**Extrait du document:**
Si les évaluations de l’Efsa et de l’ECHA reposaient sur la science, le glyphosate serait interdit depuis des décennies. Le combat n’est pas là, en réalité. Il est du côté des intérêts économiques et politiques.
Des substances ont fini par être interdites après quinze ans d’utilisation, sur la base des mêmes dossiers réglementaires qui justifiaient leur utilisation. Elles ont fini par être été classées CMR lorsque le marché économique l’a permis. C’est ainsi que l’isopyrazam, un fongicide [produit qui s’attaque aux champignons – ndlr], a été classé comme reprotoxique et interdit en 2022, sans que de nouvelles données aient été apportées à son sujet. Simplement, il n’y avait plus aucun produit contenant cette molécule sur le marché. Un produit est généralement interdit quand son intérêt agronomique a disparu ou quand la profession agricole lui a trouvé un substitut.

**Consigne:** Relevez tous les sigles et abréviations présents dans l'extrait sur l'interdiction des pesticides. Les items ci-après n'ont aucun lien avec l'extrait.

[Entrées enregistrées]
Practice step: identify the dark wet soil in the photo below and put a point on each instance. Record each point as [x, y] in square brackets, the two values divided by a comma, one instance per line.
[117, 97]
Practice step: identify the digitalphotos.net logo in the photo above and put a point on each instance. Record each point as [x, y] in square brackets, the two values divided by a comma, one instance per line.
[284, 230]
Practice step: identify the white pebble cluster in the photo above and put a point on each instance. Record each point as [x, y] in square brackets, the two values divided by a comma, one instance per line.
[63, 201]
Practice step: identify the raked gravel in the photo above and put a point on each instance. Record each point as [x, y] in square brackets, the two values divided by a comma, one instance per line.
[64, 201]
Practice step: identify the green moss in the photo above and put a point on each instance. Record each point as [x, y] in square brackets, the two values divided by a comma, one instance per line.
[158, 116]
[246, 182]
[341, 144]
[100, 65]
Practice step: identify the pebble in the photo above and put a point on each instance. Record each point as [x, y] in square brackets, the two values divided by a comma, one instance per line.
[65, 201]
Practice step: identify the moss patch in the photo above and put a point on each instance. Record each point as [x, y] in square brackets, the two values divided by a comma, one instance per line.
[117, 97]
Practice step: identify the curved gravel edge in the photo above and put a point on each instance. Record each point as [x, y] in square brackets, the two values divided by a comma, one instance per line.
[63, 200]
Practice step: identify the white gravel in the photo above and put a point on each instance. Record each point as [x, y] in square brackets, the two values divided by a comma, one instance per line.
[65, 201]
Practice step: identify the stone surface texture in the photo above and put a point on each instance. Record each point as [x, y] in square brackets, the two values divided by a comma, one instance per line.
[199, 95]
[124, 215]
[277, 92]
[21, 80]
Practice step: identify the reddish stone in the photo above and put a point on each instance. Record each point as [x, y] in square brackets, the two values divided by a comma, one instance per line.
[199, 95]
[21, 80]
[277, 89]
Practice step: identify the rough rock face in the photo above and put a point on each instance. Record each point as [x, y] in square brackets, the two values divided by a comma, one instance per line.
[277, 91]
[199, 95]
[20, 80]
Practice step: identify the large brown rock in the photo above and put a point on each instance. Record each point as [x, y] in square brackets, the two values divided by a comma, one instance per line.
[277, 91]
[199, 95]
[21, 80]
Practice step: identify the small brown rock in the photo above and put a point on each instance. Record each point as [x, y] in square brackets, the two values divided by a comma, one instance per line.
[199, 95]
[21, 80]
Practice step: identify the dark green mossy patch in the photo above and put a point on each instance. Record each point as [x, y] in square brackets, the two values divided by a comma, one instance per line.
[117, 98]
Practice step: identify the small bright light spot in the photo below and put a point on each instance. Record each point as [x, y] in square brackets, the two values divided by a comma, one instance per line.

**Réponse attendue:** Efsa, ECHA, CMR, ndlr